Aim of the task> Restate the entries below word for word, omitting nothing.

(Exercise data)

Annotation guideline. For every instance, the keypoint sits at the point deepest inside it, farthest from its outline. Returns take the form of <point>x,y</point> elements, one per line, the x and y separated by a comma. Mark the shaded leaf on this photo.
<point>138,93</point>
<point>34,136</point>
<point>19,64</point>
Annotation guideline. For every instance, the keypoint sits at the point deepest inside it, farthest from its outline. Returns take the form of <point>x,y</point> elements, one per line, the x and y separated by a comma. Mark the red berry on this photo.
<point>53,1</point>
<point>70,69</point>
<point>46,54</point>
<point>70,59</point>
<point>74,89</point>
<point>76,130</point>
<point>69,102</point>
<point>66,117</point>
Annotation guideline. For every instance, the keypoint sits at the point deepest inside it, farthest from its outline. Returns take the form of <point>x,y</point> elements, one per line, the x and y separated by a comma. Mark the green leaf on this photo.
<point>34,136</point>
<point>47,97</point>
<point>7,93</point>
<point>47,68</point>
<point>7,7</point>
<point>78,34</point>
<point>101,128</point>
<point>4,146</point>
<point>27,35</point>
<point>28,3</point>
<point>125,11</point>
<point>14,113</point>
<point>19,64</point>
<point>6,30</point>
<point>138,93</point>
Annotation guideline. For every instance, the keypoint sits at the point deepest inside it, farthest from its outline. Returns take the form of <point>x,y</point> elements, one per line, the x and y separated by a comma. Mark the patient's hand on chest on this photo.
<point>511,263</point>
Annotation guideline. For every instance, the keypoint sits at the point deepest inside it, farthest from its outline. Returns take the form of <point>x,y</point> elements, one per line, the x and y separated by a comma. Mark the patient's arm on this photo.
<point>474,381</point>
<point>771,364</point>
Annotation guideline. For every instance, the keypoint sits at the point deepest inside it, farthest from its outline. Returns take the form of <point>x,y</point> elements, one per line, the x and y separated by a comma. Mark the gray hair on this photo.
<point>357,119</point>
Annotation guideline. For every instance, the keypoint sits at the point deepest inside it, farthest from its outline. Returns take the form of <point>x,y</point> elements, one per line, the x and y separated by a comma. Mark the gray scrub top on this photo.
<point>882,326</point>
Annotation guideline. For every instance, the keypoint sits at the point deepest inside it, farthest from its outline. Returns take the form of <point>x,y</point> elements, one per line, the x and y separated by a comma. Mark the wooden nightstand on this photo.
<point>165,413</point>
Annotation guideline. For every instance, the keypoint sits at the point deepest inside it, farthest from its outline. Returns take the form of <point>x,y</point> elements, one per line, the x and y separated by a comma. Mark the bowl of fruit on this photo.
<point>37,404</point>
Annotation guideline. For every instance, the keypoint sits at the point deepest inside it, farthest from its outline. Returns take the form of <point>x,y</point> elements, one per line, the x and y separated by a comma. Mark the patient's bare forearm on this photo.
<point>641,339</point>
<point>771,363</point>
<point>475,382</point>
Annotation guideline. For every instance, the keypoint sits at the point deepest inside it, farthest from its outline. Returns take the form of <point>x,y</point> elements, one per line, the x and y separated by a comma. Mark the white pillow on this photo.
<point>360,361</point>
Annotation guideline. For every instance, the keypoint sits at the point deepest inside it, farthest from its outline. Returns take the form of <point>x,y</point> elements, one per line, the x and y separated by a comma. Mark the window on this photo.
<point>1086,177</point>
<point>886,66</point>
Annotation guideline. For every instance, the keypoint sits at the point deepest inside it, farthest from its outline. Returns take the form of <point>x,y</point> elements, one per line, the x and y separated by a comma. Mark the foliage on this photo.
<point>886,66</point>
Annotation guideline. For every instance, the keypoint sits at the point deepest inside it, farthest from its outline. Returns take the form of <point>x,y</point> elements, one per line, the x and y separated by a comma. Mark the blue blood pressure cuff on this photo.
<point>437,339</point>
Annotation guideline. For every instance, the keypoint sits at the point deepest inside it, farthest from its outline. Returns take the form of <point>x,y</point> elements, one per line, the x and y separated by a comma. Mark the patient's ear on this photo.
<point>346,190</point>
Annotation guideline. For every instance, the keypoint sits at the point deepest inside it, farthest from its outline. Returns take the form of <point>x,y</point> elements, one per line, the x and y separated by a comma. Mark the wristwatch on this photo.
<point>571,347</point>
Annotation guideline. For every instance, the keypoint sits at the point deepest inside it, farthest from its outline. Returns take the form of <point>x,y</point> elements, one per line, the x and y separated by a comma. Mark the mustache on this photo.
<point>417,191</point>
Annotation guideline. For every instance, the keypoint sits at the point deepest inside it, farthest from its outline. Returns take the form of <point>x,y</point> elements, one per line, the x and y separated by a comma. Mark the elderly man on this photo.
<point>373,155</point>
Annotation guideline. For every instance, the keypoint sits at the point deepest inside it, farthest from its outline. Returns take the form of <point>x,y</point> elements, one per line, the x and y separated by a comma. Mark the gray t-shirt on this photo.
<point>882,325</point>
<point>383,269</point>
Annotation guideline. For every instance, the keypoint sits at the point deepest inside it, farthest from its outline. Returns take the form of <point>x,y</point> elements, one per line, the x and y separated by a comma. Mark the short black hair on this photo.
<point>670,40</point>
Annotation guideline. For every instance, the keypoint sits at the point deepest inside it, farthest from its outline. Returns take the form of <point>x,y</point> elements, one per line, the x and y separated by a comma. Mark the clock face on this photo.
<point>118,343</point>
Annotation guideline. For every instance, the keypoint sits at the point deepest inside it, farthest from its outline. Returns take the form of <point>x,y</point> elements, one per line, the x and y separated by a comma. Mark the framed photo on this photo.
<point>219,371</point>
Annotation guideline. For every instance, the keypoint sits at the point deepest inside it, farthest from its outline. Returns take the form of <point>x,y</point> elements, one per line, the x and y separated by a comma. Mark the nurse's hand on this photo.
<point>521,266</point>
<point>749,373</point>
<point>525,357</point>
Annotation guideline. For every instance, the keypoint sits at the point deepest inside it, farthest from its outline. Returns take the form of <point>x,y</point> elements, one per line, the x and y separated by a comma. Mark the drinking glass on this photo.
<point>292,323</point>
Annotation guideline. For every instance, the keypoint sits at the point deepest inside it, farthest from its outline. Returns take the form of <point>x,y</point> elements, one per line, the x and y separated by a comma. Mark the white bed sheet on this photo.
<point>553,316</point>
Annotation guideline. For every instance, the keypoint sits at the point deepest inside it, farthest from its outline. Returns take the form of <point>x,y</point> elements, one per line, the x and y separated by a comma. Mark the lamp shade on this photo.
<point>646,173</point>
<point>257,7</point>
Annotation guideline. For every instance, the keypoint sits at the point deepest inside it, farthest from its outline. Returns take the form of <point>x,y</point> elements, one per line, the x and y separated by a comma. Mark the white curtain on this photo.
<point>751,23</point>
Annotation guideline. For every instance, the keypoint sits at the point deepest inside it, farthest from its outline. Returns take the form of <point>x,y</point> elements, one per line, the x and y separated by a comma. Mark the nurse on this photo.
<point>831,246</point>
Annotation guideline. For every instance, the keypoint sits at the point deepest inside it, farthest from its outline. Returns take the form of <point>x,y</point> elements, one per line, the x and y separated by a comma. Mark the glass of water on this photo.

(End Exercise data)

Output of the task>
Annotation guideline. For every instance, the keypoint sits at the point deepest inside it, farthest from its outline. Returns take the form of <point>x,y</point> elements, one per line, the x and y separated by a comma. Mark the shaded leaf on this photo.
<point>138,93</point>
<point>34,136</point>
<point>19,64</point>
Annotation guideline. For every instance, the keypoint sits at the point deepest inside it, farthest from its outline. Returns take the form of <point>x,y</point> elements, one per line, the x and y separated by a comma. Mark the red berry on this photo.
<point>53,1</point>
<point>70,69</point>
<point>46,54</point>
<point>70,59</point>
<point>74,89</point>
<point>76,130</point>
<point>69,102</point>
<point>66,117</point>
Annotation guideline. For every instance, the keypoint sits at the point deepest inside it, farthest from its outline. Returns take the form of <point>x,y</point> elements, one per line, the x and y separated by a comma. Mark the green leaf on this photo.
<point>34,136</point>
<point>47,97</point>
<point>7,93</point>
<point>47,68</point>
<point>7,7</point>
<point>78,34</point>
<point>101,128</point>
<point>4,146</point>
<point>27,35</point>
<point>28,3</point>
<point>125,11</point>
<point>14,113</point>
<point>19,64</point>
<point>6,30</point>
<point>138,93</point>
Annotation guideline. For every instance, the keypoint sits at the point deepest inside it, farthest from its outline. Returns take the form of <point>x,y</point> elements, one per line, the x and y separated by a comma. Mark the patient's hand on chest on this photo.
<point>511,263</point>
Annotation guideline. For every instance, the keypoint sits at the point deepest inside it, farthest from its outline. Returns take the form of <point>x,y</point> elements, one per line, the x and y separated by a comma. Mark the patient's arm on this photo.
<point>474,381</point>
<point>771,364</point>
Annotation guideline. For every instance, the keypoint sits at the point deepest inside it, farthest from its outline. Returns take the form of <point>x,y</point> elements, one per line, the x and y separated by a comma. Mark the gray hair on this photo.
<point>357,119</point>
Annotation guideline. For every instance, the keypoint sits at the point deepest inside it, farthest from its outline. Returns take the form of <point>x,y</point> elements, one per line, the x and y separated by a comma. Mark the gray scrub top on this photo.
<point>882,326</point>
Annotation guideline. For every instance, the keypoint sits at the point deepest inside it, farthest from its outline. Returns take the form of <point>x,y</point> elements, one per line, the x and y separated by a comma. Mark the wooden nightstand on this photo.
<point>165,413</point>
Annotation guideline. For every instance, the keypoint sits at the point deepest inside it, farthest from its outline. Returns take the form of <point>x,y</point> elements, one per line, the x and y separated by a comma. Mark the bowl of fruit on this photo.
<point>37,404</point>
Annotation guideline. For every instance, the keypoint sits at the point deepest inside it, farthest from its outline. Returns take the form of <point>x,y</point> elements, one per line, the x and y separated by a comma. Mark the patient's bare forearm on this photo.
<point>641,339</point>
<point>771,363</point>
<point>475,382</point>
Annotation guideline. For every instance, the keypoint sits at the point deepest inside it, farthest from its outline. Returns take the form of <point>x,y</point> elements, one per line, the x and y separated by a comma. Mark the white pillow on this photo.
<point>360,361</point>
Annotation guideline. For every instance, the keypoint sits at the point deepest inside it, farthest from its outline. Returns take the form of <point>x,y</point> elements, one per line, the x and y separated by a comma. Mark the window on this photo.
<point>1086,177</point>
<point>886,66</point>
Annotation guideline. For every instance, the keypoint sits at the point deepest inside it, farthest from its outline. Returns take the form of <point>x,y</point> elements, one per line, the x and y separated by a comma. Mark the foliage on this photo.
<point>886,66</point>
Annotation guideline. For every instance, the keypoint sits at the point deepest inside it, farthest from its outline. Returns take the form of <point>x,y</point> elements, one per line, the x and y separated by a comma. Mark the blue blood pressure cuff on this photo.
<point>437,339</point>
Annotation guideline. For every instance, the keypoint sits at the point deepest inside it, farthest from its outline. Returns take the form of <point>x,y</point> elements, one per line, the x and y separated by a comma. Mark the patient's ear on this photo.
<point>346,190</point>
Annotation guideline. For every instance, the keypoint sits at the point deepest inside it, farthest from its outline. Returns take the form of <point>x,y</point> elements, one per line, the x and y separated by a comma. Mark the wristwatch on this photo.
<point>571,347</point>
Annotation guideline. For every instance, the keypoint sits at the point deepest inside it, farthest from its outline. Returns take the form of <point>x,y</point> elements, one per line, the x and y separated by a comma. Mark the mustache on this photo.
<point>417,191</point>
Annotation guideline. For every instance, the keypoint sits at the point deepest inside it, farthest from its outline. Returns take the form of <point>x,y</point> elements, one per line, the x and y separated by a comma. Mark the elderly man on this photo.
<point>373,155</point>
Annotation guideline. For every instance, the keypoint sits at the point deepest inside it, farthest from its outline. Returns take the form of <point>x,y</point> elements, one per line, the x and y separated by a comma. Mark the gray t-shirt on this photo.
<point>882,325</point>
<point>383,269</point>
Annotation guideline. For every instance, the keypoint sits at the point deepest inside it, farthest from its outline. Returns take the form of <point>x,y</point> elements, one per line, the x and y separated by a comma. Mark the short black hair on this photo.
<point>670,40</point>
Annotation guideline. For every instance, the keypoint sits at the point deepest inside it, farthest from its outline. Returns take the form of <point>x,y</point> elements, one per line, the x and y separated by a comma. Mark the clock face on this photo.
<point>118,343</point>
Annotation guideline. For every instance, the keypoint sits at the point deepest inside it, farthest from its outline. Returns take the form of <point>x,y</point> elements, one per line, the x and y separated by a comma. Mark the framed photo on this photo.
<point>219,371</point>
Annotation guideline. For every instance, the keypoint sits at the point deepest inside it, farthest from its outline. Returns take the form of <point>x,y</point> elements, one per line, the x and y separated by a comma. Mark the nurse's hand on this photo.
<point>521,266</point>
<point>749,373</point>
<point>525,357</point>
Annotation guideline. For every instance, the keypoint sits at the point deepest inside it, farthest from its outline. Returns take the form of <point>x,y</point> elements, one per line, the x and y separated by a comma. Mark the drinking glass on this photo.
<point>292,323</point>
Annotation guideline. For every instance, the keypoint sits at the point deepest inside it, farthest from its outline. Returns take the form of <point>x,y</point> elements, one per line, the x and y separated by a comma. Mark the white bed sheet on this photo.
<point>553,316</point>
Annotation guideline. For every instance, the keypoint sits at the point deepest inside it, farthest from its outline. Returns take the form of <point>x,y</point> elements, one per line, the x and y separated by a comma. Mark the lamp shade on this photo.
<point>646,173</point>
<point>257,7</point>
Annotation guideline. For every instance, the keypoint sits at the point deepest inside it, farthest from its outline. Returns take the form of <point>x,y</point> elements, one per line, the x and y separated by a comma. Mark the white curtain on this photo.
<point>751,23</point>
Annotation guideline. For every instance, the keypoint sits at the point deepest inside it, farthest from its outline. Returns take the form of <point>x,y</point> elements, one per line, the x and y separated by a comma. Mark the nurse on this photo.
<point>831,246</point>
Annotation guideline. For every instance, the keypoint sits at the point deepest inside it, farthest from its outline. Returns take the form of <point>x,y</point> elements, one per line, the x and y separated by a comma. Mark the glass of water on this photo.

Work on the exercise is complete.